━━━ RECORDED INFORMATION ━━━

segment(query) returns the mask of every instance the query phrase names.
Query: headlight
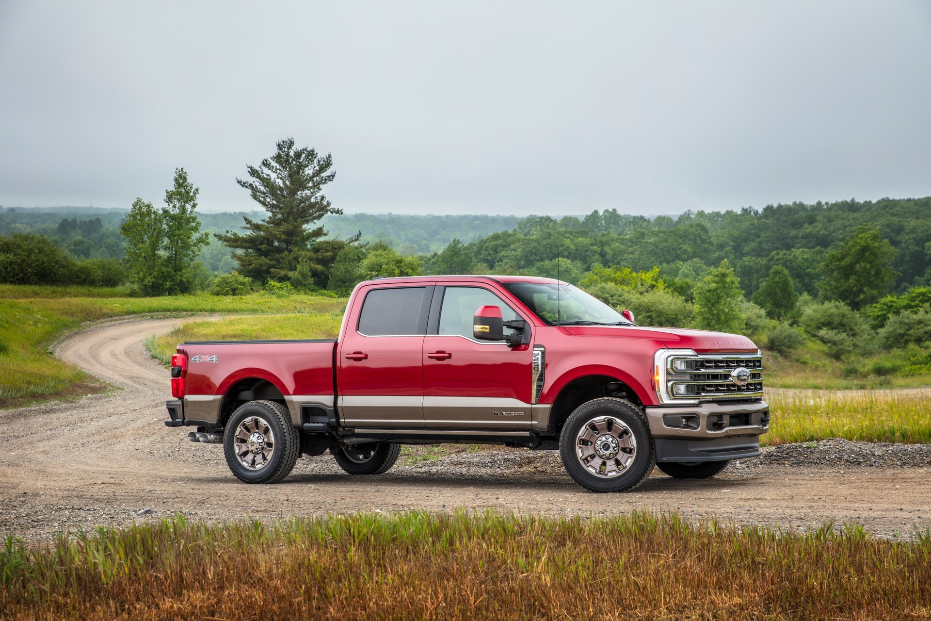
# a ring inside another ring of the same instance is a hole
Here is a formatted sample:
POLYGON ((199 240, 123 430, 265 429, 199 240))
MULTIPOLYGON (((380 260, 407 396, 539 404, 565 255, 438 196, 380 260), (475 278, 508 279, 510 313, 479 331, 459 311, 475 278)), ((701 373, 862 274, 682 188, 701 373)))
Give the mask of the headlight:
POLYGON ((691 384, 673 383, 673 380, 689 380, 693 360, 698 355, 694 349, 660 349, 654 357, 656 397, 663 404, 697 405, 695 386, 691 384), (682 359, 685 358, 685 359, 682 359), (683 374, 680 375, 679 372, 683 374))

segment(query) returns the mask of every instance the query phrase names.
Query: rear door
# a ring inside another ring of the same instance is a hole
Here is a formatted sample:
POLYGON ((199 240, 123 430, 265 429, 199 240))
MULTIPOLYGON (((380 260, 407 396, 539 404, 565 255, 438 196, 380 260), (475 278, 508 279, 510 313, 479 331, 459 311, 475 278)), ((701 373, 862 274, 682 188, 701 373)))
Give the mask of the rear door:
POLYGON ((360 310, 351 309, 356 319, 336 359, 345 426, 424 426, 421 357, 433 289, 371 286, 357 296, 360 310))
POLYGON ((473 338, 472 317, 484 305, 499 306, 506 321, 526 319, 485 287, 436 289, 424 340, 424 420, 428 429, 531 428, 533 347, 473 338))

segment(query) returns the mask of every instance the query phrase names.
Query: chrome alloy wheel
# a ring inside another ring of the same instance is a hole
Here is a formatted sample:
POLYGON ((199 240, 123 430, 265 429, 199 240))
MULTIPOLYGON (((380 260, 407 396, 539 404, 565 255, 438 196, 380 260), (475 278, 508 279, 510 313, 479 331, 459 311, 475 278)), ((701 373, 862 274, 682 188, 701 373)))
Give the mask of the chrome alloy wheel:
POLYGON ((597 416, 579 429, 575 456, 586 470, 610 479, 623 473, 637 456, 630 427, 614 416, 597 416))
POLYGON ((251 416, 236 427, 233 439, 239 463, 250 470, 261 470, 275 454, 275 432, 268 423, 251 416))

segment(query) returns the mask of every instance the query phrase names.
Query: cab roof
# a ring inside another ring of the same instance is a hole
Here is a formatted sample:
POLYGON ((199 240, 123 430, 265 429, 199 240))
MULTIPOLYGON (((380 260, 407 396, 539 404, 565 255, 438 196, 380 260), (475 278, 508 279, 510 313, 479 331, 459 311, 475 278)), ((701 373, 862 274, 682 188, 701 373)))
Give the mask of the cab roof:
POLYGON ((476 275, 442 275, 442 276, 402 276, 402 277, 376 277, 371 280, 366 280, 369 282, 410 282, 418 280, 492 280, 498 283, 510 283, 510 282, 533 282, 540 284, 552 284, 561 283, 563 285, 567 284, 565 281, 557 280, 556 278, 544 278, 536 276, 476 276, 476 275))

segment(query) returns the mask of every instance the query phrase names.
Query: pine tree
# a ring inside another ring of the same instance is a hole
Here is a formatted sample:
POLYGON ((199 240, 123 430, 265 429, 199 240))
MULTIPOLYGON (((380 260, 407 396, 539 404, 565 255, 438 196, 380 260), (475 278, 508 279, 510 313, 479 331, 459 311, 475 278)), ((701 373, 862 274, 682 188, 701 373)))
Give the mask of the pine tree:
POLYGON ((859 310, 879 300, 896 281, 892 260, 896 249, 879 229, 860 224, 854 235, 835 245, 824 258, 821 293, 859 310))
POLYGON ((285 280, 302 259, 309 258, 313 263, 308 253, 326 232, 322 226, 308 226, 328 213, 343 213, 321 193, 335 177, 330 172, 331 167, 330 154, 318 155, 307 147, 295 149, 294 140, 289 138, 280 141, 276 154, 262 160, 258 168, 247 167, 251 181, 236 179, 268 212, 267 218, 258 222, 244 218, 244 228, 249 231, 245 235, 227 231, 217 236, 230 248, 241 250, 233 254, 241 274, 261 281, 285 280))

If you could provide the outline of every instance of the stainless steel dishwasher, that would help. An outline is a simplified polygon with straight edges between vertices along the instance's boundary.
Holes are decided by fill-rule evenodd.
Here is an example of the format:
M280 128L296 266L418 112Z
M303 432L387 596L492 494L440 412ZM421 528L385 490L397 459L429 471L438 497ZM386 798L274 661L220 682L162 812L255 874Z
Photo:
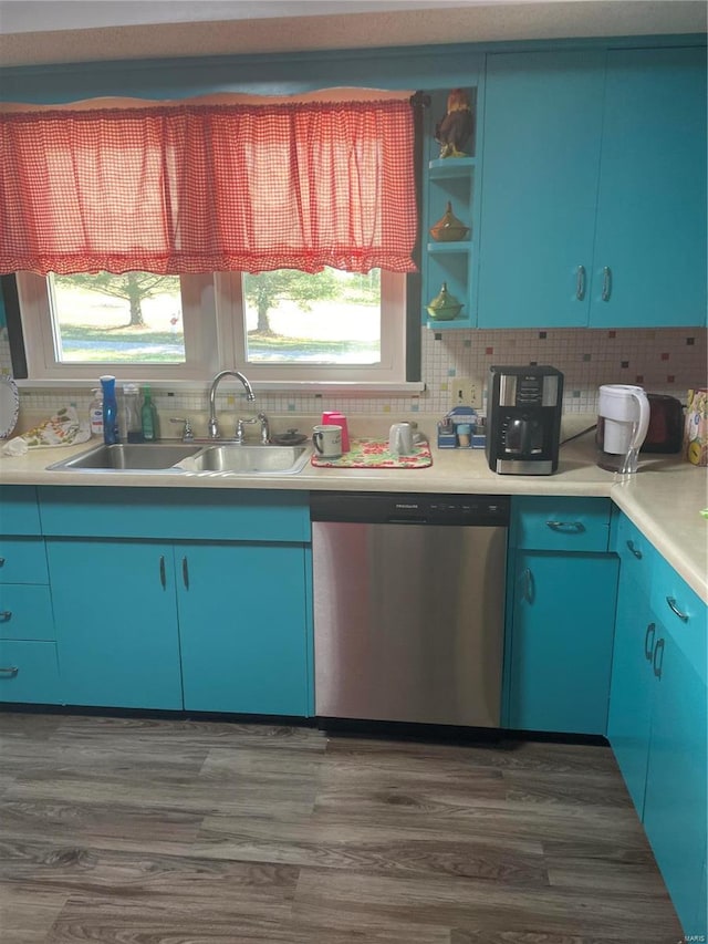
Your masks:
M315 714L498 727L509 498L313 492Z

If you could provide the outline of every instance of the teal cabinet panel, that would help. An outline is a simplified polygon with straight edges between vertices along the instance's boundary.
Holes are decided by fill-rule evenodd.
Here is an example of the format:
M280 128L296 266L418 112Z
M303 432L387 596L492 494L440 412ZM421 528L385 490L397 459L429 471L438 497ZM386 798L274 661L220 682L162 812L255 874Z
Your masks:
M706 858L708 792L707 695L669 632L657 623L652 745L644 801L644 828L687 940L693 926ZM663 640L663 643L660 642Z
M259 489L39 489L45 536L309 541L306 492Z
M544 551L607 551L611 515L606 498L514 497L510 543Z
M181 708L171 546L46 543L65 701Z
M54 639L54 616L49 587L0 583L0 639Z
M0 537L0 583L48 583L41 538Z
M0 639L0 702L61 704L53 642Z
M487 59L479 328L587 324L604 64L604 50Z
M610 51L591 326L705 325L706 199L705 49Z
M185 708L310 714L304 549L189 544L175 556Z
M623 566L617 592L607 739L639 819L644 812L652 732L655 643L656 622L652 619L646 590L633 575L625 575Z
M604 735L617 559L517 551L508 726Z
M42 533L37 489L33 486L0 486L0 533Z

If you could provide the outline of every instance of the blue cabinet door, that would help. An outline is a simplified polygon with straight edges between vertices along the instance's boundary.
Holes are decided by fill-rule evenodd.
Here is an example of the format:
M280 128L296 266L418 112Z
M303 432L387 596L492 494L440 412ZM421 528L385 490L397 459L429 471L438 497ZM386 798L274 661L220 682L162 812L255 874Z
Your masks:
M595 50L488 56L479 328L587 324L604 63Z
M518 551L509 727L604 735L617 560Z
M647 593L632 577L620 581L607 739L627 785L639 819L649 755L654 674L652 658L656 621L646 602Z
M305 716L305 551L176 544L185 708Z
M605 102L590 325L705 324L705 49L608 52Z
M701 940L690 935L706 933L694 922L706 860L707 689L659 622L654 667L644 828L687 940Z
M46 541L70 705L181 708L171 544Z

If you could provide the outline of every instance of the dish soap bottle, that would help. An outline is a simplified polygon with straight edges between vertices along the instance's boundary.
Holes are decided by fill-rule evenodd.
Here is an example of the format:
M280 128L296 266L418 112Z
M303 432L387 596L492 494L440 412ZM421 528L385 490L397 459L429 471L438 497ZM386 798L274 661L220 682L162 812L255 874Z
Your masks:
M140 423L140 391L137 384L125 384L123 387L123 412L125 414L125 438L128 443L143 442L143 425Z
M103 391L101 387L92 390L93 403L88 411L88 423L91 425L91 435L101 436L103 438Z
M143 438L146 443L154 443L159 439L159 419L157 408L153 403L153 395L148 386L143 387L143 409L140 411L140 419L143 423Z
M98 377L103 390L103 442L106 446L115 446L118 434L118 404L115 398L115 377L105 374Z

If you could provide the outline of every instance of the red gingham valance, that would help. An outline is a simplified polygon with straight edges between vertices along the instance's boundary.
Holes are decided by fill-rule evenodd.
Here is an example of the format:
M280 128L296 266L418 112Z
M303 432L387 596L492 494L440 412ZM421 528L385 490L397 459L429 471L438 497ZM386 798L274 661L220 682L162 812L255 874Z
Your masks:
M405 101L0 115L0 272L415 270Z

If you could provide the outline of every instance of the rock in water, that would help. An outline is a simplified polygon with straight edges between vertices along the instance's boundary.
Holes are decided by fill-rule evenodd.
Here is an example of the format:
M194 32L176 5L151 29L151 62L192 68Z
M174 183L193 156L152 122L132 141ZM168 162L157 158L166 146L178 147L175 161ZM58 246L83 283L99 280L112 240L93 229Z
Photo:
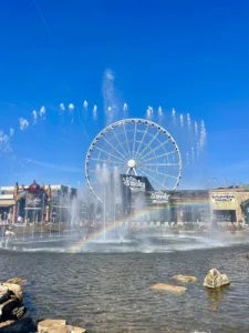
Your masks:
M38 324L38 333L65 333L66 321L44 320Z
M183 283L189 283L189 282L197 282L198 279L196 276L190 275L175 275L173 276L174 280L180 281Z
M204 286L211 287L211 289L220 287L222 285L228 285L228 284L230 284L230 281L227 278L227 275L220 274L220 272L216 269L210 270L204 280Z
M85 329L76 327L76 326L68 326L66 333L85 333Z
M38 333L85 333L81 327L70 326L64 320L44 320L38 324Z
M164 291L170 294L177 294L177 295L183 295L186 292L185 286L180 285L174 285L174 284L168 284L168 283L157 283L151 286L152 290L158 290L158 291Z
M6 285L0 285L0 304L9 299L9 289Z
M31 317L23 317L17 322L9 322L9 325L6 325L0 329L1 333L35 333L37 329Z
M23 301L22 289L19 284L6 282L2 283L2 285L8 286L9 291L11 291L19 299L20 302Z
M22 278L12 278L12 279L9 279L6 283L27 284L28 281Z

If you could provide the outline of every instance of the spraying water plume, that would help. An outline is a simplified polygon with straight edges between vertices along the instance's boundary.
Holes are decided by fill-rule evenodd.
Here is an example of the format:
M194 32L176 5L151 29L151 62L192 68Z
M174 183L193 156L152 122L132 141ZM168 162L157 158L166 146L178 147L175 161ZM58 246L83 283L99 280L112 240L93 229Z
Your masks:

━━━

→ STATED TASK
Rewrite the data from the line containing "of the dish" through the line containing "M405 101L0 115L0 272L415 270Z", inclusive, substituting "reduced polygon" for each occurrence of "simplified polygon" and leaving everything else unchanged.

→ PROBLEM SOLUTION
If you could provide the outline of every instance of the dish soap bottle, that would help. An outline is a reduced polygon with straight edges between vertices along the instance's boundary.
Holes are decided by fill-rule evenodd.
Here is an example of the format:
M280 128L296 266L418 112Z
M303 432L387 596L492 494L440 412ZM421 528L385 490L397 459L429 471L438 497ZM386 798L274 661L220 682L162 812L255 874Z
Your masks:
M140 423L140 391L137 384L125 384L123 387L123 412L125 414L125 438L128 443L143 442L143 425Z
M103 391L101 387L92 390L93 403L88 411L88 423L91 425L91 435L101 436L103 438Z
M143 438L146 443L154 443L159 439L159 419L157 408L153 403L153 395L148 386L143 387L143 409L140 411L140 419L143 423Z
M98 377L103 390L103 442L106 446L115 446L118 434L118 404L115 398L115 377L105 374Z

If you could provide the outline of every instance of the red gingham valance, that would help. An outline is a reduced polygon with straight edges between vertices along the instance's boundary.
Holes are decided by fill-rule evenodd.
Here is an example of the format:
M280 128L296 266L418 112Z
M303 432L387 596L492 494L440 412ZM421 528L385 490L397 459L429 471L438 497ZM386 798L274 661L220 682L162 812L255 874Z
Your masks:
M405 101L0 115L0 272L415 270Z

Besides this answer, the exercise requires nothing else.